[Excerpts from labeled region data]
>> Start

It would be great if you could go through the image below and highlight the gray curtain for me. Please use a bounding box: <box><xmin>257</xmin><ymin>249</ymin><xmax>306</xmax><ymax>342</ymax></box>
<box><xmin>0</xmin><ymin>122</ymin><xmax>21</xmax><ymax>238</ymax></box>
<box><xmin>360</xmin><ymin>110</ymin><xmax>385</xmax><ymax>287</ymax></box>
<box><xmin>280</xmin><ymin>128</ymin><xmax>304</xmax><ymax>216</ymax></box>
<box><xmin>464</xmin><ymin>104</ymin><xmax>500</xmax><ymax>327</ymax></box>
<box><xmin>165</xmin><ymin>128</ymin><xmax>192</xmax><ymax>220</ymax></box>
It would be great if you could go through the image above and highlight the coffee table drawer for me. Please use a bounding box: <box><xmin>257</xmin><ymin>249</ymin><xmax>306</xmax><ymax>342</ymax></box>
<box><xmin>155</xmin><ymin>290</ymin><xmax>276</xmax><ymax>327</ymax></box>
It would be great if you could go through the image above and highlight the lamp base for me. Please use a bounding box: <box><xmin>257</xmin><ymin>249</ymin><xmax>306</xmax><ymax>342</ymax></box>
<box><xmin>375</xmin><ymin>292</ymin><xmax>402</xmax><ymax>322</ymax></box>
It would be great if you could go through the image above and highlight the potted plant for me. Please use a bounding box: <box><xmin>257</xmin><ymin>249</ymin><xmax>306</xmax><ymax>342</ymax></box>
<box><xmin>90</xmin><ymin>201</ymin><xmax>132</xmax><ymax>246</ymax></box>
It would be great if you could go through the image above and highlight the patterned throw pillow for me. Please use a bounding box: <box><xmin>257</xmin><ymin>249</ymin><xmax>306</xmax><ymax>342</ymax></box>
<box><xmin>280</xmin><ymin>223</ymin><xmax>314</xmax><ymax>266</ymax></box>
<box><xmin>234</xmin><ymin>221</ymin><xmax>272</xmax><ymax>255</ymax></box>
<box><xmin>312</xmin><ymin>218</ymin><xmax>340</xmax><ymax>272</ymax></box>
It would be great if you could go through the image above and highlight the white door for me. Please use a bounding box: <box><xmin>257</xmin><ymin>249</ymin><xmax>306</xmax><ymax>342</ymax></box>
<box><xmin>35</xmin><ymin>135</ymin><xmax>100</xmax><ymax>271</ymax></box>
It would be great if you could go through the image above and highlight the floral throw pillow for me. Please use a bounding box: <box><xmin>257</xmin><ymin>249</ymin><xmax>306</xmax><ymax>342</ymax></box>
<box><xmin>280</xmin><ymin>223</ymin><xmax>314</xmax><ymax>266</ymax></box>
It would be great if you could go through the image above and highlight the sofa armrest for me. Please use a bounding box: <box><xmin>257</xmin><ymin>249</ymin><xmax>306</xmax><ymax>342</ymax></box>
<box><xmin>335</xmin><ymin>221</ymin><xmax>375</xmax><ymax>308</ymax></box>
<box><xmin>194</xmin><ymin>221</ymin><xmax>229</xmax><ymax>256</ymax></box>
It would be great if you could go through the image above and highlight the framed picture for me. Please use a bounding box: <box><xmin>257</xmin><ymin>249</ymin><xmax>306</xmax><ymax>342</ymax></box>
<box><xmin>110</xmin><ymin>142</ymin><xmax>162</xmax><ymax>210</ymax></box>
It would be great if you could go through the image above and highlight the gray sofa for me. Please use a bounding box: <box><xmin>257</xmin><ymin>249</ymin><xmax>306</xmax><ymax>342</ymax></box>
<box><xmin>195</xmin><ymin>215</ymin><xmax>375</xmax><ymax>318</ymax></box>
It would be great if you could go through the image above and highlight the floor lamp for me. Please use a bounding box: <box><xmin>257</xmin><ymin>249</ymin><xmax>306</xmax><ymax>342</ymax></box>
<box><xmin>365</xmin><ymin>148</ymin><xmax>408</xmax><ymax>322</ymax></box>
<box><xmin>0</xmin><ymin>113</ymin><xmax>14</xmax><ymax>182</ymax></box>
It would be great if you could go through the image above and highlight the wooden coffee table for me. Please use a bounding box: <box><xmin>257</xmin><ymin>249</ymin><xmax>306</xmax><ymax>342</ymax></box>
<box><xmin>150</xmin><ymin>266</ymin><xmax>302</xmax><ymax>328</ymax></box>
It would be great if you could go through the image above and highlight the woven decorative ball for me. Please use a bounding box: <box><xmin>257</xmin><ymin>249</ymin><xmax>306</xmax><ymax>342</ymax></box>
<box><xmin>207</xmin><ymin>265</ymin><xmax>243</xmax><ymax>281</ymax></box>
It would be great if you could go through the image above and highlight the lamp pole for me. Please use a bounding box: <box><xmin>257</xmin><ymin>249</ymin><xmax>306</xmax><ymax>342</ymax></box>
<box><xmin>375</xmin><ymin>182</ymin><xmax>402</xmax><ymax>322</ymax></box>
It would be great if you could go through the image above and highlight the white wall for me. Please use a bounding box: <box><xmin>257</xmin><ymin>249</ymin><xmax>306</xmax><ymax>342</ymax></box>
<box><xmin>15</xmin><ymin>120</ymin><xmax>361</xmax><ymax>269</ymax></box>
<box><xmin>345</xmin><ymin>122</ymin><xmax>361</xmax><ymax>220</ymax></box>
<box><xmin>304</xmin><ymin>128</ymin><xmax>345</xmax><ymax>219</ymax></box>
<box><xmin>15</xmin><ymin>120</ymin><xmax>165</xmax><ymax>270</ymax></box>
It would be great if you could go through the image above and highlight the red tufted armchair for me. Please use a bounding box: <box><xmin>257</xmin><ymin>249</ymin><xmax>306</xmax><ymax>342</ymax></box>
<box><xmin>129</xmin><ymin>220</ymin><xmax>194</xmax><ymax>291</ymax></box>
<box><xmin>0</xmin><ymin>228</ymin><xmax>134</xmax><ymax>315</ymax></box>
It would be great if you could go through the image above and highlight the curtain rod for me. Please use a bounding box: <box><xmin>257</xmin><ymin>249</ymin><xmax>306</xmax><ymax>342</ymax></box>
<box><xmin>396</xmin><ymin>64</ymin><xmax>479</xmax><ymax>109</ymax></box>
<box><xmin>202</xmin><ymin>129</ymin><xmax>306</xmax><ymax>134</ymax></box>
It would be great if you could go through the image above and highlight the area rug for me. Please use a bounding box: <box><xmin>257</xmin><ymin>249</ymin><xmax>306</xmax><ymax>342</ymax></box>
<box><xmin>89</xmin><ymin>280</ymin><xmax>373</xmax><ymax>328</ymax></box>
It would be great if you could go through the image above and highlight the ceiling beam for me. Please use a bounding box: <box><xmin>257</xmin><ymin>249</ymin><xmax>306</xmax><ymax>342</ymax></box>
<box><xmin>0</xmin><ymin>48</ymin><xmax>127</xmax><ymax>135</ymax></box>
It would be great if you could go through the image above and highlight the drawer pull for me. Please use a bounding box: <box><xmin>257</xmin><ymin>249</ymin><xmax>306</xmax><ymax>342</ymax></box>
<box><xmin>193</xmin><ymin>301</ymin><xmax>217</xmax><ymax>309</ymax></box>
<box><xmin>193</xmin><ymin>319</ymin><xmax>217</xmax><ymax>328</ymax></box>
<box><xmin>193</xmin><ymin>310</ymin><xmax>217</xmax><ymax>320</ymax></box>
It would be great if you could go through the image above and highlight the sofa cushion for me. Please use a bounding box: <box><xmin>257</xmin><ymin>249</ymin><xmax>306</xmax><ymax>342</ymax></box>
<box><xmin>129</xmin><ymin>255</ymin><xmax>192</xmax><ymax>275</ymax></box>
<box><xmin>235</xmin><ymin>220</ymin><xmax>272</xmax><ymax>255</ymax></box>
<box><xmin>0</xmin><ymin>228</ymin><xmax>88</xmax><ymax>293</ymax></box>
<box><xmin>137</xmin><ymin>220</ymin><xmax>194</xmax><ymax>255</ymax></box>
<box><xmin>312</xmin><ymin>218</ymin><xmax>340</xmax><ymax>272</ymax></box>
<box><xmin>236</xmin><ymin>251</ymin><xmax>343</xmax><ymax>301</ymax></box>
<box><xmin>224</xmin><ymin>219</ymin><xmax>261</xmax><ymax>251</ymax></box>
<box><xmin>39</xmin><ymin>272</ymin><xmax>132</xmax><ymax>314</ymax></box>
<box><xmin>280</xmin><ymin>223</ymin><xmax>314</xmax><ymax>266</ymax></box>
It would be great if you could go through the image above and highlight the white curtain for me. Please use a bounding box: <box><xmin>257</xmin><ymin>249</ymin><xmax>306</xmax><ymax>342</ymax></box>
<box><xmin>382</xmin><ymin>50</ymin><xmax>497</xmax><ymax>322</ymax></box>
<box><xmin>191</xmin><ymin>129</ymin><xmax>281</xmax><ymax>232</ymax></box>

>> End

WRITTEN REQUEST:
Collect each line above that contains the word "drawer". Case counts.

CORRECT RESULT:
It would be great if you could go through the image above and highlight the coffee table drawer for me. Please use a bounding box: <box><xmin>257</xmin><ymin>249</ymin><xmax>306</xmax><ymax>342</ymax></box>
It would be great if you could go through the image above and highlight the drawer pull for me. Please use a bounding box: <box><xmin>257</xmin><ymin>249</ymin><xmax>306</xmax><ymax>342</ymax></box>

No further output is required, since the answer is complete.